Maybe I was out of it today. Maybe the reason I wasn't smiling much today during the songs and other things we did was that I was actually kinda sad.

Today was one of my best friends last day at church. He leaves on Thursday for college. I'm gonna miss him a lot, but hopefully we'll stay in contact through Facebook and stuff.

Reality was bashing me over the head last night multiple times. I was just thinking a lot about how much I'm gonna miss my friends when I leave for college stuff even though I know I'll make new friends. But I was also thinking about my Aunt Ann, who last night when we were talking about today, almost started crying.

Why? She is really emotional to the fact that the kids who practically started the youth group in my church are leaving for college...finally. Our pastor said earlier this year that we're our own peer group and it's so true. We've been together for about nine years. Nine years ago, I met these really great kids who I didn't go to school with, but that would change by the time we reached middle and high school. And we really hit it off. We all grew really close after our first mission trip together.

_Things to do_:
**1)** From the post about friends leaving for college, write out the passage that starts with the words "Today was one" and ends after "Facebook and stuff.".
**2)** Write what comes next in the post about friends leaving for college, picking up after its final sentence.

_Data records_:

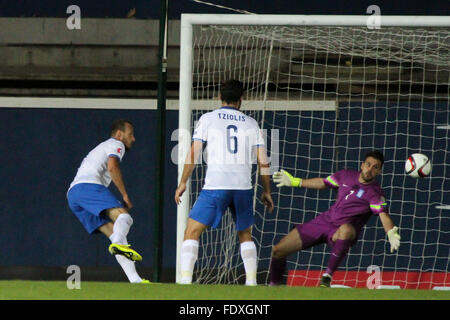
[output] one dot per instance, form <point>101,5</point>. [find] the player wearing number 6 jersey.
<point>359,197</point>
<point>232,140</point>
* * *
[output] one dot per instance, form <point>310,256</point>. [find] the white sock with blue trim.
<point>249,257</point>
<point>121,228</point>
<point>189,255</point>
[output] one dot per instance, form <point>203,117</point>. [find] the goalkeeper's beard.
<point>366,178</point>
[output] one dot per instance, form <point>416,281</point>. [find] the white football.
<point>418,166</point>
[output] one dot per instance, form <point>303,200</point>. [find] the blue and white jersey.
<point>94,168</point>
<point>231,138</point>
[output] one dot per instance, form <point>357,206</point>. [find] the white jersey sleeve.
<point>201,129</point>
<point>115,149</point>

_Exercise results_:
**1)**
Today was one of my best friends last day at church. He leaves on Thursday for college. I'm gonna miss him a lot, but hopefully we'll stay in contact through Facebook and stuff.

**2)**
Now this guy in particular whose name is Chris, has helped me a lot over the years. We've had a lot of great conversations. We can talk about anything. When I first started listening to and getting really into Christian music, he introduced me to some great bands. I had started out only listening to Newsboys and Relient K. Chris introduced me to DC Talk, Hawk Nelson, Kutless, Thousand Foot Krutch, and a lot of other great bands. I now have over 1000 songs on my mp3 player and about 98% of that music is Christian.

Chris played his last offertory today at church. He plays guitar and he will be missed in worship band dearly.

His little sister who is my little brother's age, doesn't think she's gonna miss him. And actually she's kinda mad at him for the way he's been treating her lately. Ah, sibling rivalry. I think she'll miss him eventually. It will probably be weird not listening to his weird whale jokes or hearing him rock out on his guitar.

I know when I leave for college, I'll probably miss my brother. I don't know if he'll miss me though. Maybe he will eventually like Chris' sister.

It's gonna be so different the next few weeks as my friends slowly start leaving me for college. I will be the last to leave. There are many more sad Sundays to come. And sad days period because summer is ending and college is starting.

VBS #2 Sunday Edition

At my church, we have VBS for a week and then on Sunday, we present what the kids learned. We do some songs and some of the lessons.

Today we did just that. I made a video for the occasion because my aunt asked me to. It was a fun day. We sang and a few people did some of the lessons. All the kids got to go on stage to do the motions to the songs.

The kids did a good job, but I found that I wasn't smiling as much while singing. I wasn't as excited. I don't know where I lost my excitement. Maybe it was the fact that I was doing it in front of the adults. Who knows?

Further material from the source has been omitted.